— AIM OF THE EXERCISE —
Counting only lines below that contain the string "yellow", give the total as a single number.

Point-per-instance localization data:
■ ■ ■
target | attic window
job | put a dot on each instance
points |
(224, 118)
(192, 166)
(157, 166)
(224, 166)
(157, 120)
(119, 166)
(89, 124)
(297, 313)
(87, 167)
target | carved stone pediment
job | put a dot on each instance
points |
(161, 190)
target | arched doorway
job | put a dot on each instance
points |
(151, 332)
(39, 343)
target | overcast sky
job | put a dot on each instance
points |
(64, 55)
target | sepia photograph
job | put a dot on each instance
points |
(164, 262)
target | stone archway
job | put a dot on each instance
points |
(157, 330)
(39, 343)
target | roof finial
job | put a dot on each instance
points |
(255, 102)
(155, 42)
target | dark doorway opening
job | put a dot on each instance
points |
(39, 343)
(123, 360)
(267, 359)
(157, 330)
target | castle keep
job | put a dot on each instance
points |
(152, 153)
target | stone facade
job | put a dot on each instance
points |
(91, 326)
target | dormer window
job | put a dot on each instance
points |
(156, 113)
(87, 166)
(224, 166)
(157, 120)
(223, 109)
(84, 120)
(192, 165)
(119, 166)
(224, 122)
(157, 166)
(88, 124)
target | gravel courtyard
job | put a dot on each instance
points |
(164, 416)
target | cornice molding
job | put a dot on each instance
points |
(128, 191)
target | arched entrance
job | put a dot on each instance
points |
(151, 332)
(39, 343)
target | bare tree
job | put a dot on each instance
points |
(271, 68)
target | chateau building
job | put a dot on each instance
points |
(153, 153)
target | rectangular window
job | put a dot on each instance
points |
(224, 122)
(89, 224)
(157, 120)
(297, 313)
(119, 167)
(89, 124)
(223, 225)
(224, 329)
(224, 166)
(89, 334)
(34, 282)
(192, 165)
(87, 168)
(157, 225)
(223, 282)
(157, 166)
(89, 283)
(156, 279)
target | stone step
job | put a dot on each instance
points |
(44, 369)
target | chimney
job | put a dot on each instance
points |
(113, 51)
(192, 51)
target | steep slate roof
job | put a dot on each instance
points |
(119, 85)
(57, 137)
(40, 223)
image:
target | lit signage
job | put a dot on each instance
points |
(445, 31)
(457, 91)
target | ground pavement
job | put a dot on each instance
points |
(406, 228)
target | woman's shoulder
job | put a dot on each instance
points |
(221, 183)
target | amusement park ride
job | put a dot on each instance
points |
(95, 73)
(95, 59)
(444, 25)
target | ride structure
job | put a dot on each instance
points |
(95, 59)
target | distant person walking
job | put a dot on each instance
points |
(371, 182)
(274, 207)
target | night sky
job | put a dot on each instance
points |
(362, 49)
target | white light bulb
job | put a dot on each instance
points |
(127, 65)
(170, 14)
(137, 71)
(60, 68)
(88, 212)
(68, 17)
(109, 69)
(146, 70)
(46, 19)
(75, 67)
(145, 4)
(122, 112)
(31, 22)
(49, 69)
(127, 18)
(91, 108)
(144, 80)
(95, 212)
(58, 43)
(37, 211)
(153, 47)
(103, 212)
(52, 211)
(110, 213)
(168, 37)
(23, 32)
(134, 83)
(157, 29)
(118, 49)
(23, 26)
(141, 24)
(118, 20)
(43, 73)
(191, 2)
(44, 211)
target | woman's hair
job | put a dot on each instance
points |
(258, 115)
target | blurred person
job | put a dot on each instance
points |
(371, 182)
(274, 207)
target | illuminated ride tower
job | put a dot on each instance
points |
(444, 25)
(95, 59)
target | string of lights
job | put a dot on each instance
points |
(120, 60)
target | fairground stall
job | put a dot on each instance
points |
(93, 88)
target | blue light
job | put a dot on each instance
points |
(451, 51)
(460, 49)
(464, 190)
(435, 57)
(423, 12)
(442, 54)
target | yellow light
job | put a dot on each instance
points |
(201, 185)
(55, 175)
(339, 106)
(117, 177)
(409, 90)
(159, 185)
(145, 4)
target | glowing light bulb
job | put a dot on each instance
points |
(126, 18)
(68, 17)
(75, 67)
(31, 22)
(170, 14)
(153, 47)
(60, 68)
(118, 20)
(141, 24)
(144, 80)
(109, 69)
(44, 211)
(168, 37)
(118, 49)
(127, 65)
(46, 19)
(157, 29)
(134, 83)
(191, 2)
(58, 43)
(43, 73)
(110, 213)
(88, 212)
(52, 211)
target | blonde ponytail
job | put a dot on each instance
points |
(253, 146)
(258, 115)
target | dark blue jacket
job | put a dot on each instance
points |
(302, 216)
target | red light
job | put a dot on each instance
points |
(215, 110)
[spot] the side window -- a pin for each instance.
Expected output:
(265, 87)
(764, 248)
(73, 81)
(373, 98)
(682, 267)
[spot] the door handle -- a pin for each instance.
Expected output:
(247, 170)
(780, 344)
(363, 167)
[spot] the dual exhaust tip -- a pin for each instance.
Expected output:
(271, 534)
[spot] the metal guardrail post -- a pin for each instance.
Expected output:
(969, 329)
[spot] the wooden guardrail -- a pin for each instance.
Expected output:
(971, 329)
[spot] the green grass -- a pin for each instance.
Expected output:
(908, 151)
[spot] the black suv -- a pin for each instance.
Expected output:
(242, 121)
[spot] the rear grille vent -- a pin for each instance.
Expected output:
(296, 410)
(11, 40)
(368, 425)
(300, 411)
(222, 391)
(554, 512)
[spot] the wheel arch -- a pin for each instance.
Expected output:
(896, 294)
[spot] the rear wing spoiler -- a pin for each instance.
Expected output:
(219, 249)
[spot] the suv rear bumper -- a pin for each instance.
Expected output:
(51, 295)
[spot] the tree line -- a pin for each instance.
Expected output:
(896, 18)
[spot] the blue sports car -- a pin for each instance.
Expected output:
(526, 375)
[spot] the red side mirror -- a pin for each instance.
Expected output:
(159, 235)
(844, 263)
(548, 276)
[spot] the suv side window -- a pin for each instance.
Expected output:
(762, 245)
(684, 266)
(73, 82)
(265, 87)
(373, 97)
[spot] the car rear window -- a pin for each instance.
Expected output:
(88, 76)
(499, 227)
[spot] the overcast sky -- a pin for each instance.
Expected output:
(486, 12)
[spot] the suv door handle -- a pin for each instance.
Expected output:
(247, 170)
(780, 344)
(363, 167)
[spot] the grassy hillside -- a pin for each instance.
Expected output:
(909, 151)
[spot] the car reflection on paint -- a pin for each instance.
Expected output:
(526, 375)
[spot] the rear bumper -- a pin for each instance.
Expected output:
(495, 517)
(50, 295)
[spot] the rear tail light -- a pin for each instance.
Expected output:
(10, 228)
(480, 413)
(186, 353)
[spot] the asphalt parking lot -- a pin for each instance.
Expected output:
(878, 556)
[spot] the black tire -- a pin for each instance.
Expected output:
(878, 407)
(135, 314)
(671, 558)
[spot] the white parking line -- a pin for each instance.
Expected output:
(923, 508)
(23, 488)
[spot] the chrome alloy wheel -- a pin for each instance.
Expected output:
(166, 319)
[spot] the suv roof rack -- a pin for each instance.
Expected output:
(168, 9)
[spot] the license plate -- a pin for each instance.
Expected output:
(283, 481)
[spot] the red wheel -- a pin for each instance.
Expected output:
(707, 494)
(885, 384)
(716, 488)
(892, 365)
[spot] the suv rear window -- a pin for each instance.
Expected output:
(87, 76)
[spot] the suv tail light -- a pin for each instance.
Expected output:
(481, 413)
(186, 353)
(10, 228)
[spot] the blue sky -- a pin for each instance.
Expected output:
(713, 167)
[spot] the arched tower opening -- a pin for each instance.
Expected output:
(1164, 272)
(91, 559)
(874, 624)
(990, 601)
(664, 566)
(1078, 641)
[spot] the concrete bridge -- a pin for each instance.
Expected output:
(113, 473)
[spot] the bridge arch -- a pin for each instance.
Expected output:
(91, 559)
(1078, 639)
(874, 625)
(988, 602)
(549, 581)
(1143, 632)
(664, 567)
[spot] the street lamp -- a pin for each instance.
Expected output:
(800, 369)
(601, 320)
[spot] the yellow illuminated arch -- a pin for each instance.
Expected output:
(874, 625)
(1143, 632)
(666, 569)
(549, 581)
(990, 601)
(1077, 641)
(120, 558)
■ ■ ■
— RESPONSE TO THIS EXERCISE —
2